*** Block opens ***

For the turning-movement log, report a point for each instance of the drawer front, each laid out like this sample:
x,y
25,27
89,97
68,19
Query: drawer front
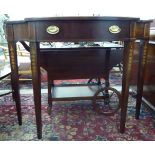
x,y
84,30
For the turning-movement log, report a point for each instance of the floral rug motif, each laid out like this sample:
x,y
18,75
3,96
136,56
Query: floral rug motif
x,y
75,121
72,120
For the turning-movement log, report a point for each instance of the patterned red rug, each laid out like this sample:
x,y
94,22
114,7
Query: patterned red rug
x,y
72,120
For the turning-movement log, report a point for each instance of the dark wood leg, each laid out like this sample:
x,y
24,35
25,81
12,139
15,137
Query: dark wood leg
x,y
127,62
35,66
107,65
141,71
15,79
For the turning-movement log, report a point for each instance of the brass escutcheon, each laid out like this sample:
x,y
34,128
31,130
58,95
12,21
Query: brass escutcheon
x,y
53,29
114,29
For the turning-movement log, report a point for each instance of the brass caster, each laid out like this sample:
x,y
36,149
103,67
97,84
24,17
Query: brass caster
x,y
106,101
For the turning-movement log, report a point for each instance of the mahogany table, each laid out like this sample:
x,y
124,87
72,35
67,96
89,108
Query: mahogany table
x,y
74,29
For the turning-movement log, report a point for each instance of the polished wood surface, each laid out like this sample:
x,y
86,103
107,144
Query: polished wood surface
x,y
76,29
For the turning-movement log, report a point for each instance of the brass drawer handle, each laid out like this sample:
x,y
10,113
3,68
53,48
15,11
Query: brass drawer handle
x,y
53,29
114,29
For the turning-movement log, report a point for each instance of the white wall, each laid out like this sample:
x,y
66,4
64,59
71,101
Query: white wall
x,y
19,9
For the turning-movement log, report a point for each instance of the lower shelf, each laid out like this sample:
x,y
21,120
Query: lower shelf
x,y
73,92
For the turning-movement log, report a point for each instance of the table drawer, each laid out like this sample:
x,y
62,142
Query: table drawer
x,y
82,30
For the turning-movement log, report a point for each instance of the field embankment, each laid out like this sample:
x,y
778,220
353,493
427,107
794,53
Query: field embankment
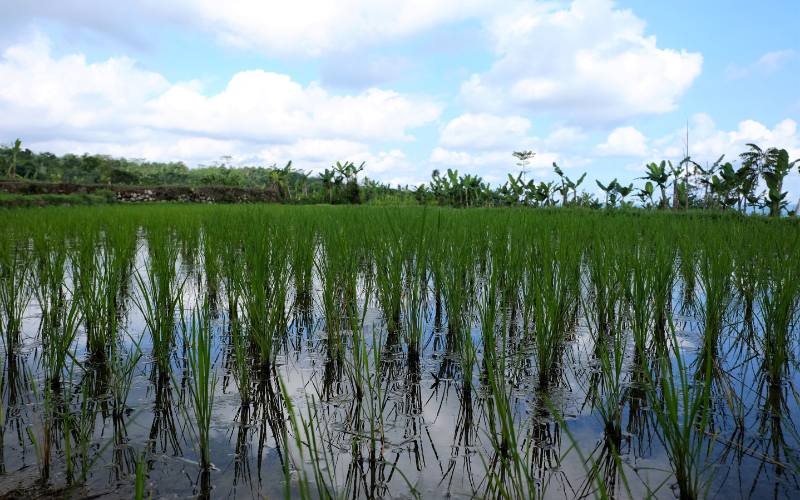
x,y
30,194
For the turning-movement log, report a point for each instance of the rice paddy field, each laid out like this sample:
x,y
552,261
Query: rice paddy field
x,y
167,351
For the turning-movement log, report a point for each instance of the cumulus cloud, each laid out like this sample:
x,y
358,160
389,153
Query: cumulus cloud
x,y
590,61
484,131
495,166
115,107
304,28
624,141
316,27
488,132
707,142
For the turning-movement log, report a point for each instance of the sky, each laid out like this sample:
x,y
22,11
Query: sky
x,y
407,86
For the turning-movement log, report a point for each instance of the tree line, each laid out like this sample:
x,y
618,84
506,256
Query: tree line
x,y
756,184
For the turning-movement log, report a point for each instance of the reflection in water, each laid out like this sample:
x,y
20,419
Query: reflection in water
x,y
384,412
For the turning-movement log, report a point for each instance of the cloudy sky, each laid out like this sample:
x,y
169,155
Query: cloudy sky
x,y
406,85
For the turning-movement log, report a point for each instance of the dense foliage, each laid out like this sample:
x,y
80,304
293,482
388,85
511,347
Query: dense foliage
x,y
359,352
756,184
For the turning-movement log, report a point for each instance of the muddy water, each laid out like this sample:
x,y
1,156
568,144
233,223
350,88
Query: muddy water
x,y
434,434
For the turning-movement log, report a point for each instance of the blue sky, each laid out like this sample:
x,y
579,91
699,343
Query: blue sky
x,y
407,86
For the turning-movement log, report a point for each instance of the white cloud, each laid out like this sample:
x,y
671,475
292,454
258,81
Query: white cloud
x,y
115,107
624,141
484,131
591,61
315,27
495,133
495,166
707,143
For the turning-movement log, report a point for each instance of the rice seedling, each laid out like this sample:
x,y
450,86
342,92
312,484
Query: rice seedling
x,y
50,274
682,410
58,344
141,475
15,289
160,293
201,381
263,287
411,307
778,293
508,470
554,269
42,437
241,374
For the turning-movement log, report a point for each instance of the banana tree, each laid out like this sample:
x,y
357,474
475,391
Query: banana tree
x,y
516,186
774,180
12,160
567,184
623,192
659,175
647,192
574,187
608,189
542,193
327,180
284,174
524,158
676,173
688,162
707,175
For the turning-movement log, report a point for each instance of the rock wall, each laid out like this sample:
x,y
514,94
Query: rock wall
x,y
204,194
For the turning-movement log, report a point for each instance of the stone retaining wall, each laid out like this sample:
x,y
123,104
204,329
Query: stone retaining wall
x,y
204,194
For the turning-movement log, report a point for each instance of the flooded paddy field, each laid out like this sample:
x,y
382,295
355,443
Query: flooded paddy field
x,y
326,352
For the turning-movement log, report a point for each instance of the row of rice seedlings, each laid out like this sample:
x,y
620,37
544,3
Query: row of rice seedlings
x,y
101,264
262,285
715,269
337,270
778,298
50,273
57,346
509,469
682,409
200,379
389,262
554,269
43,423
414,304
160,293
606,372
302,254
15,289
240,369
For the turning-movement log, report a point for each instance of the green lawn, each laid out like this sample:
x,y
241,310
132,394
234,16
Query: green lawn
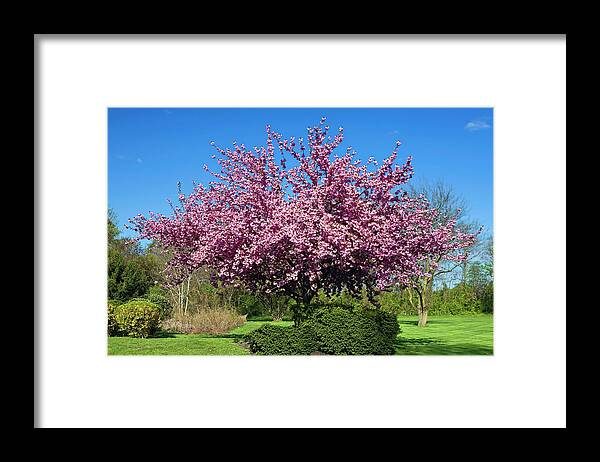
x,y
444,335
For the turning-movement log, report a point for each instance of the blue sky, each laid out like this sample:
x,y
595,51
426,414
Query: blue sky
x,y
151,149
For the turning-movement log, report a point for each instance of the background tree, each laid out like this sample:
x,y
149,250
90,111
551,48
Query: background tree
x,y
131,272
450,206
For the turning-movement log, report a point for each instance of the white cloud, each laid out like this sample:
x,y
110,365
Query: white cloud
x,y
475,125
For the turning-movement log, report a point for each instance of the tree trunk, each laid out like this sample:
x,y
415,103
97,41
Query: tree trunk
x,y
422,317
423,308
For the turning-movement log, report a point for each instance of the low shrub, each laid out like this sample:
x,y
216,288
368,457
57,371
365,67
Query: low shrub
x,y
340,331
163,303
333,330
279,340
137,318
215,321
113,328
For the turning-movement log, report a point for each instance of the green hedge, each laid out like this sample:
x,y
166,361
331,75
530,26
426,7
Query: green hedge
x,y
341,331
165,307
337,331
137,318
279,340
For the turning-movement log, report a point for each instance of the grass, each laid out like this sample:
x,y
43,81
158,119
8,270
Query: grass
x,y
446,335
443,335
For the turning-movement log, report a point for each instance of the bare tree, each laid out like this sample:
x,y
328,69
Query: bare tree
x,y
449,205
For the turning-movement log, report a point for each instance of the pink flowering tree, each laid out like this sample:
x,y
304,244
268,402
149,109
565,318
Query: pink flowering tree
x,y
295,217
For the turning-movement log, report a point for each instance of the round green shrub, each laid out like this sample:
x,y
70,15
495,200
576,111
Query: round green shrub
x,y
341,331
332,330
137,318
113,328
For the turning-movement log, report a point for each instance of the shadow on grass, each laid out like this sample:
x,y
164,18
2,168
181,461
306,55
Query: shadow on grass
x,y
164,334
402,342
416,323
431,347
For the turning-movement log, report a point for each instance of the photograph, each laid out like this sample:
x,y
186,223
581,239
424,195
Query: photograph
x,y
300,231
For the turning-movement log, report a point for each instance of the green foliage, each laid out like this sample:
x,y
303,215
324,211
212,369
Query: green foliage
x,y
113,328
137,318
159,300
279,340
443,335
338,330
342,331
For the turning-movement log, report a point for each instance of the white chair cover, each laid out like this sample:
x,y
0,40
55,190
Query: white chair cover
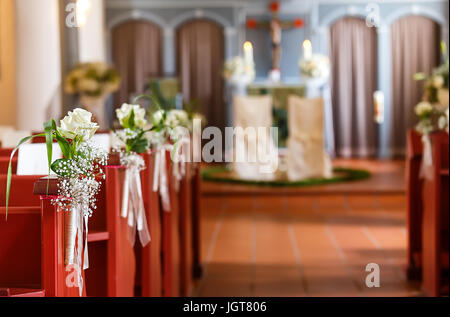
x,y
254,112
306,156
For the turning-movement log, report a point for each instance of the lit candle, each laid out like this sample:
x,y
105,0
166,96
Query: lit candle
x,y
378,101
248,54
307,49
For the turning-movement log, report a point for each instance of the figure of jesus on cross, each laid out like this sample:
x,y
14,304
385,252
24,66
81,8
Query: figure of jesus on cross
x,y
276,26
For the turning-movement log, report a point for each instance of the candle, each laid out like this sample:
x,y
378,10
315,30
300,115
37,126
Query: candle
x,y
248,54
378,100
307,49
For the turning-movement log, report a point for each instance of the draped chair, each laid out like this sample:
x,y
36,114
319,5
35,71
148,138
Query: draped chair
x,y
306,156
254,112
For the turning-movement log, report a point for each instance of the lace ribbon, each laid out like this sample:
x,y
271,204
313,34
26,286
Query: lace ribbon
x,y
132,201
426,170
74,242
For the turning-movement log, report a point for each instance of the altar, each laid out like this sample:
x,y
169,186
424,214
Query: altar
x,y
280,93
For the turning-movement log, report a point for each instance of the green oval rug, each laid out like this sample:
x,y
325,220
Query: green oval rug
x,y
222,174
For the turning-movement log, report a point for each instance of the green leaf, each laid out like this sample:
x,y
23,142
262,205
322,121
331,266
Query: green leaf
x,y
63,143
131,123
48,128
57,167
140,146
9,174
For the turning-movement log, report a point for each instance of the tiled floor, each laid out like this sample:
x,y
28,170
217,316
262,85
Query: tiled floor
x,y
303,245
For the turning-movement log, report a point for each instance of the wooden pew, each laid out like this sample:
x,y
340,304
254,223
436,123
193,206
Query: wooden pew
x,y
414,186
196,215
111,257
31,242
149,261
171,238
186,231
4,162
435,228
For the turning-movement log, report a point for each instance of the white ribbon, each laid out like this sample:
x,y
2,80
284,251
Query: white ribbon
x,y
74,234
160,180
426,170
132,200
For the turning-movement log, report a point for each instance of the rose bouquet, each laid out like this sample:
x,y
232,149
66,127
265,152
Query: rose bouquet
x,y
134,141
79,174
432,111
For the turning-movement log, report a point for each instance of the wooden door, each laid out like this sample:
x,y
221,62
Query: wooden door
x,y
200,58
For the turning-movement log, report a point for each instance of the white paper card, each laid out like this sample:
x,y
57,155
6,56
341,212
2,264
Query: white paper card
x,y
32,159
102,140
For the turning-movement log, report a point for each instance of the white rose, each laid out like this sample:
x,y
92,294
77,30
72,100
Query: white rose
x,y
78,124
423,108
443,121
157,116
124,112
438,81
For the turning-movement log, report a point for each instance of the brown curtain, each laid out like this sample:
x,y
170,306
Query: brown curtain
x,y
200,57
137,55
415,48
354,80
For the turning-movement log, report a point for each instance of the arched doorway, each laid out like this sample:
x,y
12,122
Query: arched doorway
x,y
353,53
415,48
200,58
137,55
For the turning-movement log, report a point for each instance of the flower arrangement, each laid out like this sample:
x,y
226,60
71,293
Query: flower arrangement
x,y
133,136
80,169
132,120
432,111
317,66
79,174
92,79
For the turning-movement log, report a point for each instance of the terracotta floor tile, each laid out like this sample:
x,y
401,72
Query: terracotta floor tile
x,y
305,245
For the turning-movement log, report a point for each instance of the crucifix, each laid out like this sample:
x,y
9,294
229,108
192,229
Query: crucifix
x,y
276,27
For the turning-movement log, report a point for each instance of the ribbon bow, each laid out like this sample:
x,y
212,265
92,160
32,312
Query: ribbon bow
x,y
74,234
132,201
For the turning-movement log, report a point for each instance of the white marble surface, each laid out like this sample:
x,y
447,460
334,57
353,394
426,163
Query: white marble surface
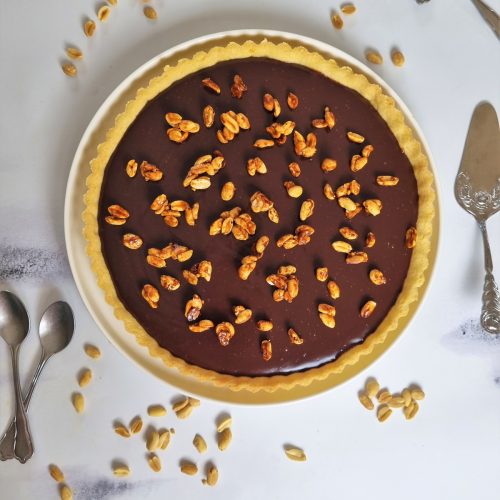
x,y
452,448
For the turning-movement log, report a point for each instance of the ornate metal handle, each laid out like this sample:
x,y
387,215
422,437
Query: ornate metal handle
x,y
490,312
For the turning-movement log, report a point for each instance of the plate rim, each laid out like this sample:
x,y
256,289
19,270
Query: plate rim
x,y
249,399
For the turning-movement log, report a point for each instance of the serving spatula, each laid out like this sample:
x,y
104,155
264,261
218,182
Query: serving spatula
x,y
477,189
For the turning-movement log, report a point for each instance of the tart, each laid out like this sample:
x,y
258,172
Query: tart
x,y
260,217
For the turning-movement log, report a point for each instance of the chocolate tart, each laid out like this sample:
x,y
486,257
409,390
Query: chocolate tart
x,y
149,153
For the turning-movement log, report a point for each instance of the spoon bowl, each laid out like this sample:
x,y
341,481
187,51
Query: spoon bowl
x,y
55,331
14,321
56,328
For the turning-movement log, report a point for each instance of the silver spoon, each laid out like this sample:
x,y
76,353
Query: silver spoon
x,y
14,326
55,331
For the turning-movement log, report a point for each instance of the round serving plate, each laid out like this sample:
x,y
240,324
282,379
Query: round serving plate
x,y
86,282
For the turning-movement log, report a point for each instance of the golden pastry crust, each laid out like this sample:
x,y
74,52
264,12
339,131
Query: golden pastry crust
x,y
344,75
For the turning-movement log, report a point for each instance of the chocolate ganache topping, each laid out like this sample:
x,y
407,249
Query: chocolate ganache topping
x,y
146,140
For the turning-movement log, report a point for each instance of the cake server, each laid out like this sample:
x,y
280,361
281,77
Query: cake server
x,y
489,15
477,189
55,332
14,326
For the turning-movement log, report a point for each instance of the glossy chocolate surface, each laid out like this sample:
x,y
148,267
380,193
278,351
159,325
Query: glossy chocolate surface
x,y
146,140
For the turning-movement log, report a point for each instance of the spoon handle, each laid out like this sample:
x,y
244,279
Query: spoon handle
x,y
7,442
23,448
490,312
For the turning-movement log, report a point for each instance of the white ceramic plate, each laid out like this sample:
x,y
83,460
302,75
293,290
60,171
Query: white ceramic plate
x,y
86,283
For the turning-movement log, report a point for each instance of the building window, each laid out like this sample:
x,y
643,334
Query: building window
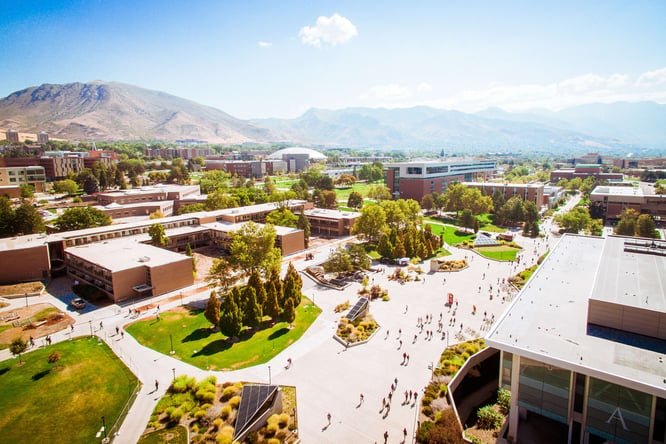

*** Block closes ***

• _Exercise aim_
The answer must consist of each line from the data that includes the string "building".

• _Task output_
For the turning-movement log, report a point for each instance of the building window, each laid out like this sample:
Query: building window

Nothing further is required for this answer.